--- Problem to solve ---
Please copy the data starting at the line that contains "Where can you find the blue" and ending at the line that contains "pixel 33 227", renaming "blue tarp" as "gray tarp" and leaving everything else unchanged.

[BEGIN Input data]

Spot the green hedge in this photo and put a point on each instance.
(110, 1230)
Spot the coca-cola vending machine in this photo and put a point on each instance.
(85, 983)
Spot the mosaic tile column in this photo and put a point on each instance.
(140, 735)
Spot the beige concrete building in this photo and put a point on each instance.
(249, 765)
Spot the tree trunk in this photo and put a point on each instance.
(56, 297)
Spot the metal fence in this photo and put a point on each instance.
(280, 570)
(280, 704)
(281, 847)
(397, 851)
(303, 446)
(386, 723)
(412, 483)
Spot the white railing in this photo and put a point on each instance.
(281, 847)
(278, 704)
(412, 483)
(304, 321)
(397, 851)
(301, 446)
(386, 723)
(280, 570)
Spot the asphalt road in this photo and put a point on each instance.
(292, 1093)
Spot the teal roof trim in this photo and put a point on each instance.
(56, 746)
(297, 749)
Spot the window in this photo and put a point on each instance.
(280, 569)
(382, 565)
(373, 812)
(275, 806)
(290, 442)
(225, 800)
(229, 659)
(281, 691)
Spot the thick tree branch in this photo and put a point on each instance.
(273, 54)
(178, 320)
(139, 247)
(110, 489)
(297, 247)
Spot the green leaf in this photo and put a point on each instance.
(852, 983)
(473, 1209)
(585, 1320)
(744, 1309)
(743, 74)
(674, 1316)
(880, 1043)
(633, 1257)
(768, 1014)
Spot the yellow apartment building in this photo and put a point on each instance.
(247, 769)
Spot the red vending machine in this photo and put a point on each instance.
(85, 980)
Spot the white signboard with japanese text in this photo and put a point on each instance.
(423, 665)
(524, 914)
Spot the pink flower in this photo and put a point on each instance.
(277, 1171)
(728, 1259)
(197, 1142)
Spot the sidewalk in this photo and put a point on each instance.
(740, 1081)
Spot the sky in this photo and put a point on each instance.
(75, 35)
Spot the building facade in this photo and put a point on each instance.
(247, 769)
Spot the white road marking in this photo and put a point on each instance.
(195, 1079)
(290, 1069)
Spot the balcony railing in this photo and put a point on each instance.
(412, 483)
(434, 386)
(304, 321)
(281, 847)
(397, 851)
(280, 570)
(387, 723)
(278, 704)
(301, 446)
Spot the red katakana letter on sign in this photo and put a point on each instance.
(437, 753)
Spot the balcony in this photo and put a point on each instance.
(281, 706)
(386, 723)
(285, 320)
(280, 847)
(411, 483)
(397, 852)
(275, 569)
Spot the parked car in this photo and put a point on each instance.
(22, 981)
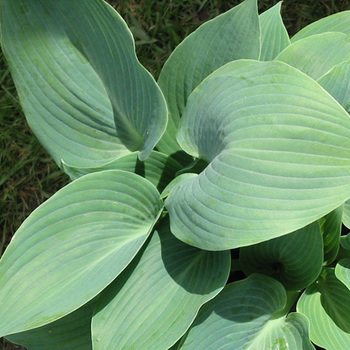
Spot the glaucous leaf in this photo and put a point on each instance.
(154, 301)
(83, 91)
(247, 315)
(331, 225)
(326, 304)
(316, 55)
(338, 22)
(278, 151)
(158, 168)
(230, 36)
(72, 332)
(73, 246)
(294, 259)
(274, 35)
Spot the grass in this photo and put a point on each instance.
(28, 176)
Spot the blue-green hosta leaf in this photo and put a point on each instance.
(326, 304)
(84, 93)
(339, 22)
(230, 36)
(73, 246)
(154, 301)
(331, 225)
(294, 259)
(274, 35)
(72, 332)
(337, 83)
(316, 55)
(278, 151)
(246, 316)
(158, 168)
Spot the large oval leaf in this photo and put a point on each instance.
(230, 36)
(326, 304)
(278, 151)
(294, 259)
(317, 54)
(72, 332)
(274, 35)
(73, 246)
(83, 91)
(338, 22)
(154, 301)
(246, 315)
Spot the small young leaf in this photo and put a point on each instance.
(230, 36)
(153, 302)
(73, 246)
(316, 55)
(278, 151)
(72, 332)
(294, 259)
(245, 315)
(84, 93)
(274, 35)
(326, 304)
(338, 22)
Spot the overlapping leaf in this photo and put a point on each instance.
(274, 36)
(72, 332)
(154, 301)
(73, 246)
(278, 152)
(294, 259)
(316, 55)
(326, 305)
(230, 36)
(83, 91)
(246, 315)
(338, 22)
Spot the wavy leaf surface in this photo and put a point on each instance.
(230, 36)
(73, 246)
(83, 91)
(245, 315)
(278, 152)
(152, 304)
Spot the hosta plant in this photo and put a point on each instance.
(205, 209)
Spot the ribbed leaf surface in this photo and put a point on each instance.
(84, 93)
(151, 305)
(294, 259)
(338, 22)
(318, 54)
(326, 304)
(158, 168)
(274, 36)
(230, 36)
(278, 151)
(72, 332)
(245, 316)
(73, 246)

[END Input data]
[BEGIN Input data]

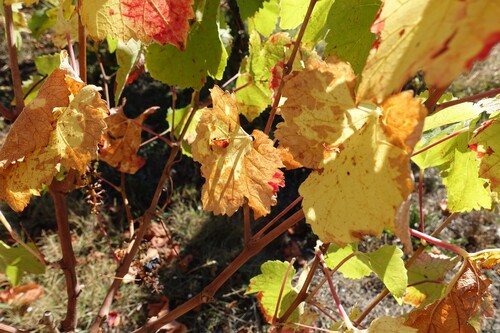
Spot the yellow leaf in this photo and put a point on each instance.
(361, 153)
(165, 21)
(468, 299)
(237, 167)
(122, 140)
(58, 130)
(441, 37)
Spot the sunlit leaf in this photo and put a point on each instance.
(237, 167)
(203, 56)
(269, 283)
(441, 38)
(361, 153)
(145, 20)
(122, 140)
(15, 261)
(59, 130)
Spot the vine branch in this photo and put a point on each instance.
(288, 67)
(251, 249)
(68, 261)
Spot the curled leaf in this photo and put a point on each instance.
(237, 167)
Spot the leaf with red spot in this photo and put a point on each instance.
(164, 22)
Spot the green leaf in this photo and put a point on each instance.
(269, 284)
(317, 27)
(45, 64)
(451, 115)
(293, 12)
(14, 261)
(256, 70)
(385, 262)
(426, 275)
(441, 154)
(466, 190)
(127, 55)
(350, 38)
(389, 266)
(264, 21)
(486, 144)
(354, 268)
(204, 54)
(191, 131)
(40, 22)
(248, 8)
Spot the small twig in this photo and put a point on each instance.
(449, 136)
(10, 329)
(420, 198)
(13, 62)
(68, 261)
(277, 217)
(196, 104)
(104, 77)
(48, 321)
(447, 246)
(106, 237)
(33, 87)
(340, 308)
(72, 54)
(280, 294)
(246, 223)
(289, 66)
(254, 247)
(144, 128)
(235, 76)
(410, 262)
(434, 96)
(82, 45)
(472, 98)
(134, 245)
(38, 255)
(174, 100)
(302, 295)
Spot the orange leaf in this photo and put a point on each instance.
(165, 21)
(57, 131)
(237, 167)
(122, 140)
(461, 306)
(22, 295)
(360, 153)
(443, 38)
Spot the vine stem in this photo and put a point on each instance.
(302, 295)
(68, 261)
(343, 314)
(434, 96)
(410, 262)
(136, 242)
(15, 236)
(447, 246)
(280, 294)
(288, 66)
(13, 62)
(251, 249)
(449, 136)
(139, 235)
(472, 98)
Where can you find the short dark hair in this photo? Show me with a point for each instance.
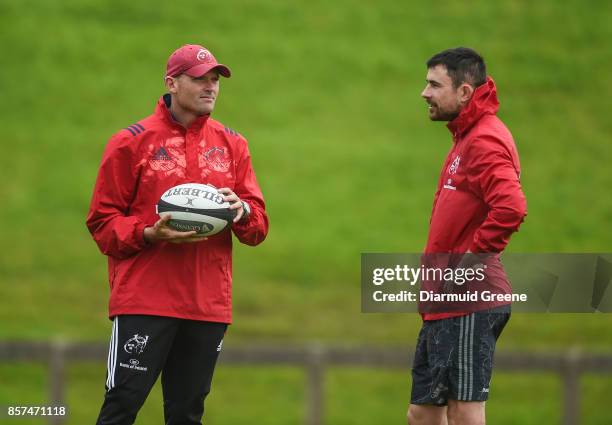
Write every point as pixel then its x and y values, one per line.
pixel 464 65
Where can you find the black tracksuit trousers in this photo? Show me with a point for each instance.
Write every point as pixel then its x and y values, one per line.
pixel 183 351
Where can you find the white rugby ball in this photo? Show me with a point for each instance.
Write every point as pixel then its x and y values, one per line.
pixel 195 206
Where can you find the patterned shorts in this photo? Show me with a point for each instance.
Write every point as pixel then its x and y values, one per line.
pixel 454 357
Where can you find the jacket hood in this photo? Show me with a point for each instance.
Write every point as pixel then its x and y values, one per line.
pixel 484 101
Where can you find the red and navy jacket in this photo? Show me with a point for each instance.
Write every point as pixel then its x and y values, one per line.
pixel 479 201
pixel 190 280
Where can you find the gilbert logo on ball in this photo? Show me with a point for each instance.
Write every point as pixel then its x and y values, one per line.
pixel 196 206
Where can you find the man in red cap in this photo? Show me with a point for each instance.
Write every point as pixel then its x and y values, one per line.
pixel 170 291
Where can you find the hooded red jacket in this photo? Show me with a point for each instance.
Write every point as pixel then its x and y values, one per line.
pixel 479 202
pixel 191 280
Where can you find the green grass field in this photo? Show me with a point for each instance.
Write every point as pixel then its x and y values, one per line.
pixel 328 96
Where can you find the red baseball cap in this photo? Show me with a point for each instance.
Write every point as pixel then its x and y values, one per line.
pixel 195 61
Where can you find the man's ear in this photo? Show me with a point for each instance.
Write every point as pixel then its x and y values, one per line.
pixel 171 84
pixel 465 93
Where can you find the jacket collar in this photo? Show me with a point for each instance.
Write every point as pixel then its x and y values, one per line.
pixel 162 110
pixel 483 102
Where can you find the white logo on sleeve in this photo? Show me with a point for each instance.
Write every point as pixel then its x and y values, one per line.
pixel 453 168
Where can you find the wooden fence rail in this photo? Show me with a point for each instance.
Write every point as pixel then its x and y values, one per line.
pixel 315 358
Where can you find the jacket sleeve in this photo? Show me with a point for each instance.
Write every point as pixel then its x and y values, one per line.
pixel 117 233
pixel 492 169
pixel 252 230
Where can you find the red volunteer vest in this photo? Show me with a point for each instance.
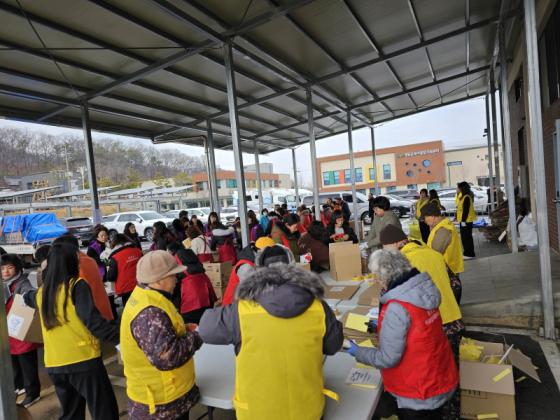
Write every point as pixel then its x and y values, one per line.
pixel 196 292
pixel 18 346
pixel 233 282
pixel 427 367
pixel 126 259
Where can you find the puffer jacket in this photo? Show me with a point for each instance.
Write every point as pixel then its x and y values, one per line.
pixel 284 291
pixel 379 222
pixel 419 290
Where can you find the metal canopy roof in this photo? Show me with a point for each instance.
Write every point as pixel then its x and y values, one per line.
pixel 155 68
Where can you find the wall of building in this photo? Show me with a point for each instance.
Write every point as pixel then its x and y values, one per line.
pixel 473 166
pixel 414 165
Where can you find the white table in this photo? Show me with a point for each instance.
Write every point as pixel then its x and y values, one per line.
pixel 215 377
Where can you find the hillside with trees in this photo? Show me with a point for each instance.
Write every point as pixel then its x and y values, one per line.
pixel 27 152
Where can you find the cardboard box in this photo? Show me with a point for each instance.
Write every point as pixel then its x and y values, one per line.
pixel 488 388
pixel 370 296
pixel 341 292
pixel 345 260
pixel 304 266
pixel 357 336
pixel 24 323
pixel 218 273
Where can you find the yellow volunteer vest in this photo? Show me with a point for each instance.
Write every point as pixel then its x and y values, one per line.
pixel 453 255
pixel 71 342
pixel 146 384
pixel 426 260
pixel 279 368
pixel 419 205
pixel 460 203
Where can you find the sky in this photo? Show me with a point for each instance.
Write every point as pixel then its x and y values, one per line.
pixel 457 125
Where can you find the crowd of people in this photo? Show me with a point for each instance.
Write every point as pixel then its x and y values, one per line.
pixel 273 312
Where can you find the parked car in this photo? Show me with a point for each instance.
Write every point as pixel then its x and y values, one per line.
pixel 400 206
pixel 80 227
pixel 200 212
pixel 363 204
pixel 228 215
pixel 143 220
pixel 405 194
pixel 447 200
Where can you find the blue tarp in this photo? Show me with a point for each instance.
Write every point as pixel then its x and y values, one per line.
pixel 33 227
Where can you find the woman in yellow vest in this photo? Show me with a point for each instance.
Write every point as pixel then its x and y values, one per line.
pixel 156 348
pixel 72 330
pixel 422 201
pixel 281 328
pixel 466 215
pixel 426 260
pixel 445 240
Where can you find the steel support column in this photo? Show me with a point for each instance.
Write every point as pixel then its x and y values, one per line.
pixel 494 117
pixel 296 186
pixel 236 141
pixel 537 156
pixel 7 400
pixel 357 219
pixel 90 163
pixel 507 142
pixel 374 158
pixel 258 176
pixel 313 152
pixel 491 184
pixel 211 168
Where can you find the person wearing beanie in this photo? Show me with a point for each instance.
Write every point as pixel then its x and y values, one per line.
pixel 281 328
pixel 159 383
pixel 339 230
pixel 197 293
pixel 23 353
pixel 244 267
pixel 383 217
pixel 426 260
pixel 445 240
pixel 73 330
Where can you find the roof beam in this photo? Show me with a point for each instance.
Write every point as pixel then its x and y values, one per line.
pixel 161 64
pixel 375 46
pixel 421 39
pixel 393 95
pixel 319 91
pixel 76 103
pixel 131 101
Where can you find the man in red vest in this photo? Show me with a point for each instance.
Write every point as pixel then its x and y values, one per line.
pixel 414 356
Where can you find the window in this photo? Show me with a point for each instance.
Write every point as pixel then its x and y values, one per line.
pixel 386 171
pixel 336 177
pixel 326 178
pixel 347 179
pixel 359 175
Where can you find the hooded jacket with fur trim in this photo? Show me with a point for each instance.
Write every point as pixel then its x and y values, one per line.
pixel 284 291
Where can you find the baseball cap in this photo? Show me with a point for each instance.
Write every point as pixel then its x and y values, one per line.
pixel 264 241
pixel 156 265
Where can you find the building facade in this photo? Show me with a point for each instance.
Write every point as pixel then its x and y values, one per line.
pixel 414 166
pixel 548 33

[END Input data]

--- Full output ---
Where can you find the gray tarp in this photo? Show me with a point for each instance.
Write every point as pixel then its x and y values, one per line.
pixel 33 227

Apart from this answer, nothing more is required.